--- Start of Task data ---
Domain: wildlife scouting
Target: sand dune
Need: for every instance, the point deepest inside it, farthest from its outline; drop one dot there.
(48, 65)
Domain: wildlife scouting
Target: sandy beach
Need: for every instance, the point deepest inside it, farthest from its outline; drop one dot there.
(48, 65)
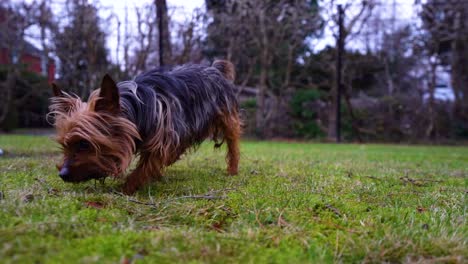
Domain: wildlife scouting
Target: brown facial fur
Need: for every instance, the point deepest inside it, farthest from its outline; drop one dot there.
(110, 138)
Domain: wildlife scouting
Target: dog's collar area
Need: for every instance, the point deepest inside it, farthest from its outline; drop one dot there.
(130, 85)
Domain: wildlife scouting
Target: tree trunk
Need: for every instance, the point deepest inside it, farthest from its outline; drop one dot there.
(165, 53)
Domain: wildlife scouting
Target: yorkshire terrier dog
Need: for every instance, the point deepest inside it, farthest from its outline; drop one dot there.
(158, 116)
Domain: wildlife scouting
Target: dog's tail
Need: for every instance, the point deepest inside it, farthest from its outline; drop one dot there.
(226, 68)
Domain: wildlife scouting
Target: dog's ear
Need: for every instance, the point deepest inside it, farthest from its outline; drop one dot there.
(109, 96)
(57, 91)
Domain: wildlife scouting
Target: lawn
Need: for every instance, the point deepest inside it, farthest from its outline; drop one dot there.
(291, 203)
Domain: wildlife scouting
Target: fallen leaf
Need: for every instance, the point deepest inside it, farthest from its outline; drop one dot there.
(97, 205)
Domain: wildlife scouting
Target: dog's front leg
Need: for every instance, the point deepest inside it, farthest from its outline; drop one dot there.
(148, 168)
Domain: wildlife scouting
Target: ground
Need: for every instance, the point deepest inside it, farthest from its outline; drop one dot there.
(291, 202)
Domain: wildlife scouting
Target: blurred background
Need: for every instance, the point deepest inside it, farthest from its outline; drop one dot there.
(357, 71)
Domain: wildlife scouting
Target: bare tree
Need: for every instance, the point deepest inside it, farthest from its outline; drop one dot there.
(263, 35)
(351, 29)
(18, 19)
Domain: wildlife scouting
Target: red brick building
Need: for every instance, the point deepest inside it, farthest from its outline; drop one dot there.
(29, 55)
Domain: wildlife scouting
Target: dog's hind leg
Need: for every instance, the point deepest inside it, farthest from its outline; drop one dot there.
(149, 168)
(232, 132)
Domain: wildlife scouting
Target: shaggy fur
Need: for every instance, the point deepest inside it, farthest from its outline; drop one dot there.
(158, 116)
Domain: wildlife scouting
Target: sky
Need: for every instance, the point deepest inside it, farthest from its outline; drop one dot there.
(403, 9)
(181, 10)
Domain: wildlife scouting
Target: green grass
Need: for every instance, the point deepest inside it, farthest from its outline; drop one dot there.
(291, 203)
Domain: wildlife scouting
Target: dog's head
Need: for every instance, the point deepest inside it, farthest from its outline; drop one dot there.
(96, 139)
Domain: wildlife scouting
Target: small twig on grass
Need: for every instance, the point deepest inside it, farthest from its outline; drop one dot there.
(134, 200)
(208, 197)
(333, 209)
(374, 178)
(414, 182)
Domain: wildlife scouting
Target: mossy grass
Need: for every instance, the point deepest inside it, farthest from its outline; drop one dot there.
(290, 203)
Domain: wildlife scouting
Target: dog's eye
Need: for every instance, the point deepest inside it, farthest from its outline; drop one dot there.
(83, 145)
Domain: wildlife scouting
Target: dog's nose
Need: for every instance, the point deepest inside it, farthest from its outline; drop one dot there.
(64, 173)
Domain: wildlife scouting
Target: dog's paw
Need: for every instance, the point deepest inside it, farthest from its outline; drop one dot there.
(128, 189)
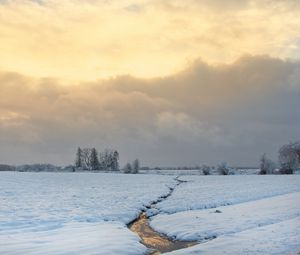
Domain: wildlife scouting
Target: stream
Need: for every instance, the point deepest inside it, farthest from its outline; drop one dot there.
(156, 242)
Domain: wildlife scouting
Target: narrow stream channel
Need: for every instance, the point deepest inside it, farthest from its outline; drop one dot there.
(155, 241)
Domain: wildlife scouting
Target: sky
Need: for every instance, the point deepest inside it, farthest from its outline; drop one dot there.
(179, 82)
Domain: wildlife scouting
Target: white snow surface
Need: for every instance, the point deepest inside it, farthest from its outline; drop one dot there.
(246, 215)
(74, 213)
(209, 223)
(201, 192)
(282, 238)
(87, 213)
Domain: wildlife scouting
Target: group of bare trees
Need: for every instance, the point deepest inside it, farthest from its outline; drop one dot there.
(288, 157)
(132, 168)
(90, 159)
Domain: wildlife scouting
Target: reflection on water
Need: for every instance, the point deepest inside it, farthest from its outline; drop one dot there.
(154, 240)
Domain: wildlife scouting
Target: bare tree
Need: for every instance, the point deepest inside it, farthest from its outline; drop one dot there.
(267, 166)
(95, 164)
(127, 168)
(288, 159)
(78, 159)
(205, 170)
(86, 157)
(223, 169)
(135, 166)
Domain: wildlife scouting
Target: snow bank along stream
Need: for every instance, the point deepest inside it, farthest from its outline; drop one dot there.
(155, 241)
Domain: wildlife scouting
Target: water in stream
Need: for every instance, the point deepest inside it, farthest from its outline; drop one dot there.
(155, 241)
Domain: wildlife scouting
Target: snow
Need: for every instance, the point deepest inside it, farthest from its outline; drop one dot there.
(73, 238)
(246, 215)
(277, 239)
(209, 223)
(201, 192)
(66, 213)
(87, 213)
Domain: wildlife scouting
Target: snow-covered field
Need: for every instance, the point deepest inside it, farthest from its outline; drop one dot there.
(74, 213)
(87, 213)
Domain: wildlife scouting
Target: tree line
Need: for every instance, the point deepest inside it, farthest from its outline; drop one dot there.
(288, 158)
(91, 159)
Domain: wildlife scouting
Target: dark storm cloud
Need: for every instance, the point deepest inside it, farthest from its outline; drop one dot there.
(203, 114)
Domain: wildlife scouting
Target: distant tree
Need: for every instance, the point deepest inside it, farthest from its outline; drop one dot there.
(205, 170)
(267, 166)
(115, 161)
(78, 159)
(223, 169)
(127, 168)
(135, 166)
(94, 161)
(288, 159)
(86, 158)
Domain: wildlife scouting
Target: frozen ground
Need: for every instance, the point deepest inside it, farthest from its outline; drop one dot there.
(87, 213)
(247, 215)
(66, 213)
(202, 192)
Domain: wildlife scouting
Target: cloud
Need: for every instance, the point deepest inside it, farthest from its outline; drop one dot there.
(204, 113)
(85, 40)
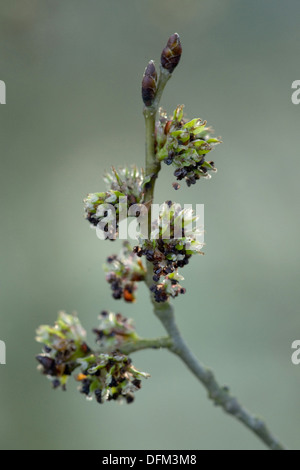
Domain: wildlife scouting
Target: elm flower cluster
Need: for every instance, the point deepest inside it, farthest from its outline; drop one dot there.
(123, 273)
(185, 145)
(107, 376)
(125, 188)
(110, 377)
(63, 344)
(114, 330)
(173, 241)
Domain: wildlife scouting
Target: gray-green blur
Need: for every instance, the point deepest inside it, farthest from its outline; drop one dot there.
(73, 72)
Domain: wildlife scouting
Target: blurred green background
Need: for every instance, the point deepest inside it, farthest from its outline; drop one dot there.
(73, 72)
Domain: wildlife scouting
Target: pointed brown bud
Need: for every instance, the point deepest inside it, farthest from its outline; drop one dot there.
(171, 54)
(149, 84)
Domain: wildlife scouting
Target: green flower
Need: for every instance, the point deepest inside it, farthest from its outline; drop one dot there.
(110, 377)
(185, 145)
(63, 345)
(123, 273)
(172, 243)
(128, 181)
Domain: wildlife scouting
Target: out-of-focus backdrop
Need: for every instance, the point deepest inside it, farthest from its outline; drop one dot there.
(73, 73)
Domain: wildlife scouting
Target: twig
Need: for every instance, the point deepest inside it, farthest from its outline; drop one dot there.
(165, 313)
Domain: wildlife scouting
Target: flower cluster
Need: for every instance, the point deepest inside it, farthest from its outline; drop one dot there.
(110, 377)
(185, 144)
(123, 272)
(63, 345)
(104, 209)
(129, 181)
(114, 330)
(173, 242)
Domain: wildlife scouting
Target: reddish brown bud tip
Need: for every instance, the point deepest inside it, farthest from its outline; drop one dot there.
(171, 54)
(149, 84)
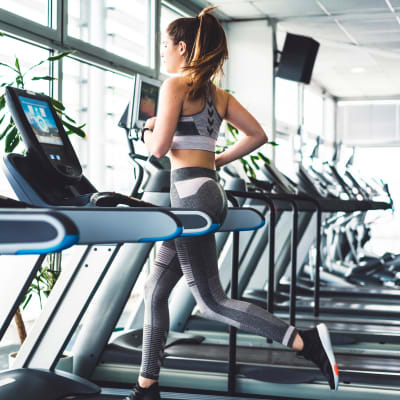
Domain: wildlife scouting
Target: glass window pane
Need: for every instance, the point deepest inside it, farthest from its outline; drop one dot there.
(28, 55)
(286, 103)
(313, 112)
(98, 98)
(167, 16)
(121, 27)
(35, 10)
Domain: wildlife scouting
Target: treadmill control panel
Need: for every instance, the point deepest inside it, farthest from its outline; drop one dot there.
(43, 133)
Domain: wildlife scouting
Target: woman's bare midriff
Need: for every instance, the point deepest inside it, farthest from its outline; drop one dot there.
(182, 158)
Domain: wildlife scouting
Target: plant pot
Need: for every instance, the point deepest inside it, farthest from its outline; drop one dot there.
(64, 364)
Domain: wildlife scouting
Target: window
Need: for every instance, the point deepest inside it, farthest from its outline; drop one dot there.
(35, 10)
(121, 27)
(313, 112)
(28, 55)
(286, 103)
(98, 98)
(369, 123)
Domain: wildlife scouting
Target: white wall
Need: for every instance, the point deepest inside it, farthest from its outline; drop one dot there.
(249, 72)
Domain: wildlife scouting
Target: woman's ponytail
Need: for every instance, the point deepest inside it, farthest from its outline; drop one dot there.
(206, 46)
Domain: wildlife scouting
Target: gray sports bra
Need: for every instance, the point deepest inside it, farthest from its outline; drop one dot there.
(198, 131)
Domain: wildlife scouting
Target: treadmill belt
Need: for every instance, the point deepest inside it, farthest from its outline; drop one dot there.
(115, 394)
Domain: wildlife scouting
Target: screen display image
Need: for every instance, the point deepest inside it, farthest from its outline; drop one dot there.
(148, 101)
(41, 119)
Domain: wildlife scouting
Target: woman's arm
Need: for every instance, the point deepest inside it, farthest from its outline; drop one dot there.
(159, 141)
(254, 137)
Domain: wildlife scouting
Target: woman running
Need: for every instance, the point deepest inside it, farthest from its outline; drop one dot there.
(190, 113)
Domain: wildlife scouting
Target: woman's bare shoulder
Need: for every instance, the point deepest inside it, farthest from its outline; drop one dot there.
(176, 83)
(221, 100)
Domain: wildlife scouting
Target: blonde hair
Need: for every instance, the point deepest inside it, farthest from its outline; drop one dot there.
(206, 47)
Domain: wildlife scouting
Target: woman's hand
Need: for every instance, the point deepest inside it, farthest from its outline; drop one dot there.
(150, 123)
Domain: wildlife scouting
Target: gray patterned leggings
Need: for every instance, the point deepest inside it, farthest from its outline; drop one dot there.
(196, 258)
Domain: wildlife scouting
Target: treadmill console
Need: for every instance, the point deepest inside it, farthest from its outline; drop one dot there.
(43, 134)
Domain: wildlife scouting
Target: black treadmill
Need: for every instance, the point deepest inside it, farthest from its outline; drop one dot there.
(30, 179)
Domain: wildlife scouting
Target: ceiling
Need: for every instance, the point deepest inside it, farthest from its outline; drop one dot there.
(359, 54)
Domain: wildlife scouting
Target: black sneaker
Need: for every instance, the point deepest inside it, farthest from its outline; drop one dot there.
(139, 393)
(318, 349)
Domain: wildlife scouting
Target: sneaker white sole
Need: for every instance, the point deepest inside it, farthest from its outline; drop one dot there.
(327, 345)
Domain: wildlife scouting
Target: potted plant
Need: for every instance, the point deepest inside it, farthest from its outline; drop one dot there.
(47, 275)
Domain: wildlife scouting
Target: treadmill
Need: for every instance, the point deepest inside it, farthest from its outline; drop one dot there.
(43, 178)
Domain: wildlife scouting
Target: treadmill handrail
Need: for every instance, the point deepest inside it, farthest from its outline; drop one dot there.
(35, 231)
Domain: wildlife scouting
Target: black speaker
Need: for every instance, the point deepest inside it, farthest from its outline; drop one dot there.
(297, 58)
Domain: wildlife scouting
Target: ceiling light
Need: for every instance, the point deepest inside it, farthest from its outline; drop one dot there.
--- End of Task data ---
_Problem details_
Find each line in the material above that contains the string "ceiling", matching case exactly, and copy those lines in full.

_Complete output_
Target: ceiling
Target: ceiling light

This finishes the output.